#### Your task
Extract the data exactly, missing nothing.

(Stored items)
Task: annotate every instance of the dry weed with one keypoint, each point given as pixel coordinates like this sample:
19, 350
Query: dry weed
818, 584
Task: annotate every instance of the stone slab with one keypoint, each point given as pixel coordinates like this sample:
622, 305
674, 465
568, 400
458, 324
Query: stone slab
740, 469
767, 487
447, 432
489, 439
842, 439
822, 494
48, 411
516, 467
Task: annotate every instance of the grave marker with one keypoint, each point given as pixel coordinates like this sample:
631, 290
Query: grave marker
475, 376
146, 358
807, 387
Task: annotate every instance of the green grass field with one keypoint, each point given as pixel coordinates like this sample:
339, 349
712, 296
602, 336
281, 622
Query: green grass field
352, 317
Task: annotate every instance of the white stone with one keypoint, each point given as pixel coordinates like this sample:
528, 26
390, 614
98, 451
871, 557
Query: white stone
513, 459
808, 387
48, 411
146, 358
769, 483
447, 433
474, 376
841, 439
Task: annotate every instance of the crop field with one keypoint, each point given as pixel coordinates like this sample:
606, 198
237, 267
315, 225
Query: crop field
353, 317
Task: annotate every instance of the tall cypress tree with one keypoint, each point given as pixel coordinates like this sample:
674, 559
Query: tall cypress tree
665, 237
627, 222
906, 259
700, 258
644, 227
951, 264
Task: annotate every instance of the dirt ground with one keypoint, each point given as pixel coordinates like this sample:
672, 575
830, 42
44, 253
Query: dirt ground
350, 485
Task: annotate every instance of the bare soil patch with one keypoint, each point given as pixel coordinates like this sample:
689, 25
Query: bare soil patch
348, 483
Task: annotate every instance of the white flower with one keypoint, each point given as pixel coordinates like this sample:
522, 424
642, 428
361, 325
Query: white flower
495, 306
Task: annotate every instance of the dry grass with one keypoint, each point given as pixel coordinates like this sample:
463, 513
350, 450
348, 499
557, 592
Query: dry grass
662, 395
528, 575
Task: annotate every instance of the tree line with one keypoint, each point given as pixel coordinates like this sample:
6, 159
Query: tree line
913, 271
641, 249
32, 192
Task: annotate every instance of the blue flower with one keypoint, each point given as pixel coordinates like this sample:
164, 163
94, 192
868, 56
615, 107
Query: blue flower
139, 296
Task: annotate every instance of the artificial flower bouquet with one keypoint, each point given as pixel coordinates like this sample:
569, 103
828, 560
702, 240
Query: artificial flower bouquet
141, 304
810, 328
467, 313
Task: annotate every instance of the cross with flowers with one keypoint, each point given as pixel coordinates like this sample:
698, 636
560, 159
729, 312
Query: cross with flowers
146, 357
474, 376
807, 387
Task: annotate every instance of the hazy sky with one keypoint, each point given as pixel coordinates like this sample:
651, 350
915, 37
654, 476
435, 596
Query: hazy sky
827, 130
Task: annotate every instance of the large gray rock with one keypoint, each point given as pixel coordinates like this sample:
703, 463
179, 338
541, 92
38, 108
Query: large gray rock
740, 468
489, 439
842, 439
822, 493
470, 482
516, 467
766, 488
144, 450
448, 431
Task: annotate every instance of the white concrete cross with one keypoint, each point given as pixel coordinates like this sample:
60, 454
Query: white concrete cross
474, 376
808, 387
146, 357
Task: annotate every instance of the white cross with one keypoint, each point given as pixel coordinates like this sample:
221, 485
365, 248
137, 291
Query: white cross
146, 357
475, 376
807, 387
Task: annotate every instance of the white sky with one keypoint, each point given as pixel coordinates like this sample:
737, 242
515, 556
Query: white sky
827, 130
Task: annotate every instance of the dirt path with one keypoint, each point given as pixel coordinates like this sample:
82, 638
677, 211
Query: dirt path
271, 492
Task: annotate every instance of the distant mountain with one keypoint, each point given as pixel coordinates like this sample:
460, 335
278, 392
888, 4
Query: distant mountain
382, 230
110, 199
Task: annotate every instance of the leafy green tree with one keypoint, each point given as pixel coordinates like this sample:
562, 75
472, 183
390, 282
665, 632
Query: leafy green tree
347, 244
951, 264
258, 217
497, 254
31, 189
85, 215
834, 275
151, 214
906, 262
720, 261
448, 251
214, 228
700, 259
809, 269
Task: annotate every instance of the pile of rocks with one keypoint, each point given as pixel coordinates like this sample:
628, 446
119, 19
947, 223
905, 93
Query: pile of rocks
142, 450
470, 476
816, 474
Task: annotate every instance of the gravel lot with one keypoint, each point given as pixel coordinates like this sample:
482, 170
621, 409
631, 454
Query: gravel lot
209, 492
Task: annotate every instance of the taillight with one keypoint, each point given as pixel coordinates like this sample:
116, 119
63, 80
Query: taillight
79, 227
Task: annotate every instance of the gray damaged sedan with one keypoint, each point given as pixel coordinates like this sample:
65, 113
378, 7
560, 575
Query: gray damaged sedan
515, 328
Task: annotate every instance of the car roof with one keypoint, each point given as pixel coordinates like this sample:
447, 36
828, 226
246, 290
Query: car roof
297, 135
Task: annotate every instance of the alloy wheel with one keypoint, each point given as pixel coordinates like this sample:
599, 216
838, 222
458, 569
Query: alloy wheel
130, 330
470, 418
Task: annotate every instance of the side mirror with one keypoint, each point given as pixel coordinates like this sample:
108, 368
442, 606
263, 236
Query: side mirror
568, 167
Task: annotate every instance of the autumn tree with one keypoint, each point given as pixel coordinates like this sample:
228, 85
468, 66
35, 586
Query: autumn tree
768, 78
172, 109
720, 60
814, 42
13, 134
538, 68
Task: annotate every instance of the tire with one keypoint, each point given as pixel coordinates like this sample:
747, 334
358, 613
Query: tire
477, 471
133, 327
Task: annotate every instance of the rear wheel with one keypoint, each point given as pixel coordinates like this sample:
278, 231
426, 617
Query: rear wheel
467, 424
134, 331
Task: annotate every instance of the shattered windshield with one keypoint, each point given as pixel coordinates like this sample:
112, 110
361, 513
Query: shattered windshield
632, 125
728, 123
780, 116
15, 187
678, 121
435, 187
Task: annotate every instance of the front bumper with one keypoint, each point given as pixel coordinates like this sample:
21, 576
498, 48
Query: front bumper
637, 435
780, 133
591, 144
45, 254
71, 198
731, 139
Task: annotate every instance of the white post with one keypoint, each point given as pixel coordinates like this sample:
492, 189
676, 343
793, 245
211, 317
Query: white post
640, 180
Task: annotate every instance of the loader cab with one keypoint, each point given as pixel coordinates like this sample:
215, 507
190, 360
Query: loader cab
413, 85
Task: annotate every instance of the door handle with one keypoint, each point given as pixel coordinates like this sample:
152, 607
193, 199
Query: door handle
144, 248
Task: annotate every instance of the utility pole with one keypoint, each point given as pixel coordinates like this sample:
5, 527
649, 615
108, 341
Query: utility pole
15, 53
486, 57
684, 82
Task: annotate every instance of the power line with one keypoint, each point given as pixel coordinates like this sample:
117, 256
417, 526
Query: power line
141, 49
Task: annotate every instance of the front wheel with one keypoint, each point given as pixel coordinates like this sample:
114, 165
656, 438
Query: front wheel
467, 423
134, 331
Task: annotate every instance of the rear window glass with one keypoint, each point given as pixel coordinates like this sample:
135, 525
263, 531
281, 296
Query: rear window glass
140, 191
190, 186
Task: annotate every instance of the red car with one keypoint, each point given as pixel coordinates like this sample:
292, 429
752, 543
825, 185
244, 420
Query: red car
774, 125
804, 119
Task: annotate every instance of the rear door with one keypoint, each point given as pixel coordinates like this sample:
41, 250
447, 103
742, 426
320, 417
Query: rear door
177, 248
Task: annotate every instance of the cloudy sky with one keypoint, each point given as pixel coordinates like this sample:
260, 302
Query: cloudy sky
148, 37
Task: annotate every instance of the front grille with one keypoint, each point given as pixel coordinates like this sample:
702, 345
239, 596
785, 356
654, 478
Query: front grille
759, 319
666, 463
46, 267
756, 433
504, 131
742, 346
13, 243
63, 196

#### Response to the task
Task: annotate every instance of the dry weed with one keypoint, each point given as pixel coordinates like this sample:
19, 350
Query: dry weed
818, 584
Task: annotate every instance of the stone slab with one keypoint, each point given as pixel coordinates like this sample:
622, 305
674, 465
568, 400
458, 324
Query: stone slab
740, 469
767, 487
447, 432
489, 439
842, 439
822, 494
48, 411
516, 467
Task: annotate every instance of the grave marker with one keypoint, each point given as pixel coordinates like this sample:
631, 290
Query: grave marker
475, 376
146, 358
807, 387
Task: annotate every instance of the green grass field with one keypoint, each point given as pixel coordinates like this sample:
339, 349
712, 296
602, 336
281, 622
Query: green grass field
352, 317
Task: annotate every instance of the white stone with one keypoint, each point given as pixel coordinates like this sample:
528, 26
390, 614
98, 451
871, 557
Query: white stone
513, 459
808, 387
48, 411
146, 358
769, 483
447, 433
474, 376
841, 439
Task: annotate every instance of the crop field with one keypoint, each point given as pixel coordinates like this sample:
606, 198
237, 267
315, 225
Query: crop field
353, 317
Task: annotate every instance of the tall cypress tree with one keypoint, each point given as pixel coordinates like this sample:
674, 559
Query: tall cypress tree
665, 237
627, 222
906, 259
700, 258
644, 227
951, 264
Task: annotate every instance of the dirt ground with one keypoint, each point given as pixel coordinates like this sample:
672, 575
830, 42
44, 253
Query: dirt ground
350, 485
Task: annotate every instance of the bare soil patch with one keypoint, each point given as pixel coordinates like this sample:
689, 25
Query: bare soil patch
348, 483
Task: annotate every instance of the white flower with one keypoint, each point given as pixel coordinates like this sample:
522, 424
642, 428
361, 325
Query: white flower
495, 306
Task: annotate every instance of the dry grass with one keypoint, each point given as pixel coordinates like this sample:
463, 513
350, 450
348, 499
557, 592
Query: dry grass
662, 395
528, 575
Task: annotate every instance of the tree line with one keypoint, each point given as pixel coordinates like this sample:
6, 159
Query: tree line
913, 271
641, 249
32, 192
Task: annotate every instance of the blue flower with one keypoint, each point given as pixel coordinates like this sample:
164, 163
94, 192
868, 56
615, 107
Query: blue flower
139, 296
Task: annotate every instance of the artificial flower bouquet with one keypoint, each point given as pixel coordinates like this sample:
569, 103
828, 560
702, 240
Query: artificial flower bouquet
141, 304
810, 328
467, 313
Task: annotate every instance of the cross with flowers with one keypoint, each point given as pixel coordinates like this sample:
698, 636
560, 159
729, 312
Query: cross with flowers
146, 357
474, 376
807, 387
Task: annotate every instance of the hazy sky with one keypoint, each point given as pixel coordinates like this sample:
651, 350
915, 37
654, 476
435, 596
Query: hazy sky
827, 130
Task: annotate every instance of the large gray rock with one keypoint, each point given as pixel coordinates like this sample:
703, 463
179, 338
541, 92
38, 108
Query: large gray rock
740, 468
489, 439
842, 439
822, 493
470, 482
516, 467
766, 488
144, 450
448, 431
Task: annotate every instance of the white concrete cross with one keypoint, each point given as pixel coordinates like this sample:
60, 454
Query: white concrete cross
474, 376
808, 387
146, 357
Task: annotate every instance of the white cross with one keypoint, each point given as pixel coordinates like this sample:
221, 485
365, 248
137, 291
Query: white cross
146, 357
475, 376
807, 387
Task: annotate every instance of the white sky with one keypoint, each point given as pixel coordinates like this sample:
737, 242
515, 556
Query: white sky
827, 130
Task: annotate every instance of the dirt path with one keypoint, each point given as pixel coordinates like this sample:
82, 638
677, 211
Query: dirt path
271, 492
Task: annotate every instance of the distant mountain with one keypoint, each point given as pixel coordinates like this sample:
460, 335
278, 392
888, 4
Query: distant mountain
382, 230
110, 199
Task: annotate every instance of the leafy green tree with one keypoint, each point given as pixel coordinates like this sample:
562, 75
472, 183
390, 282
665, 632
Query: leafy green tree
347, 244
951, 264
258, 217
497, 254
31, 189
85, 215
834, 275
151, 214
906, 262
720, 261
448, 251
214, 228
700, 259
809, 269
Task: annotate every instance of the pile of rocks with one keypoint, each point given as pixel coordinates like this sample:
628, 446
119, 19
947, 223
905, 93
Query: pile of rocks
142, 450
470, 476
816, 474
Task: annotate every instance of the gravel lot with one keypoint, each point given as pixel coordinates like this sample:
482, 170
621, 409
631, 454
Query: gravel lot
209, 492
Task: annotate every instance of the taillight with one keypoint, each point given as pixel coordinates like this sample:
116, 119
63, 80
Query: taillight
79, 227
Task: annotate every instance of the gray damaged sedan with one keypoint, each point given as pixel coordinates like this sample:
65, 113
378, 7
560, 575
Query: gray damaged sedan
515, 328
Task: annotate every instance of the car roof with one keypoint, each point given as pixel coordinates like this sample:
447, 36
828, 226
246, 290
Query: car roof
297, 135
Task: annotate every instance of the alloy wheel with one keypoint, each point given as pixel coordinates like this sample:
599, 216
838, 222
458, 569
Query: alloy wheel
130, 330
470, 418
Task: annotate every instance of the side mirror with one keypoint, each point given as pixel coordinates like this sample:
108, 368
442, 606
263, 236
Query: side mirror
568, 167
Task: annotate every instance of the autumn tree with one keypoint, each point given as pixel coordinates like this sample:
228, 85
468, 66
35, 586
Query: autumn tree
768, 78
172, 109
720, 60
814, 42
13, 134
538, 68
Task: annotate every instance of the tire with one keypoint, each point given as pixel coordinates like this sample:
747, 334
358, 613
Query: tire
477, 471
133, 327
Task: annotate every instance of the rear wheel with one keypoint, each point given as pixel coordinates like this sample:
278, 231
426, 617
Query: rear wheel
467, 424
134, 331
Task: annotate every instance of the shattered windshield with one keypoint, each point given as pixel coordinates like this sample:
112, 110
361, 513
Query: shattered windshield
632, 125
728, 123
780, 116
15, 187
678, 121
435, 187
Task: annotate every instance of the front bumper with one keypoint, each point given as pixel coordinates like this sample:
21, 576
498, 48
Query: front bumper
637, 435
780, 133
591, 144
45, 254
71, 198
731, 139
Task: annotate every instance of the white post with one keypoint, each point given as pixel coordinates like this sample:
492, 189
676, 343
793, 245
211, 317
Query: white post
640, 180
Task: annotate every instance of the loader cab with one keypoint, each point given as pixel coordinates like this sample:
215, 507
190, 360
Query: loader cab
413, 85
Task: annotate every instance of the door handle with one keypoint, each point given as pixel coordinates like this sample:
152, 607
193, 199
Query: door handle
144, 248
Task: annotate every instance of the utility pole with one keypoint, each point given as pixel coordinates like this sample:
5, 527
649, 615
108, 341
Query: utility pole
15, 53
486, 57
684, 82
Task: annotate every instance of the power line with one keypoint, each point given as pixel coordinates like this sample:
117, 256
417, 526
Query: power line
141, 49
Task: annotate every instance of the front wheel with one keypoint, each point given as pixel coordinates like this sample:
114, 165
656, 438
Query: front wheel
467, 423
134, 331
Task: annotate every instance of the rear window glass with one keypoint, each point given as pixel coordinates like this sample:
135, 525
263, 531
281, 296
Query: rear window glass
140, 191
190, 186
Task: annotate every instance of the red car with one keypoint, each point given as pixel coordinates like this sample:
292, 429
752, 543
825, 185
244, 420
Query: red car
774, 125
804, 119
Task: annotate every instance of the rear door with one keypoint, each point given as pixel coordinates like this sample:
41, 250
447, 103
742, 426
320, 417
Query: rear door
177, 248
Task: annotate every instance of the cloudy sky with one keypoint, each point given as pixel coordinates like this sample:
260, 302
Query: cloudy sky
148, 37
Task: annotate every instance of the front grille with one keypoint, each point given as pixel coordinates like this sample:
702, 345
239, 596
785, 356
654, 478
Query: front grille
759, 319
666, 463
46, 267
756, 433
504, 131
742, 346
13, 243
63, 196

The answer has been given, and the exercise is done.